• Supplied records:
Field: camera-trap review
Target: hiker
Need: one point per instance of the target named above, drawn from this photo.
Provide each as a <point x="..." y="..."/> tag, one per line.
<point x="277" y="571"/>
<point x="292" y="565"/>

• What is needed:
Rewrite every line of the records above, requests included, and shift each x and y point coordinate in the answers up by 98.

• Result below:
Field: camera-trap review
Target: hiker
Need: one point per instance of the target named above, drawn from this photo.
Provide each as a <point x="..." y="..."/> tag, one per line.
<point x="375" y="669"/>
<point x="390" y="663"/>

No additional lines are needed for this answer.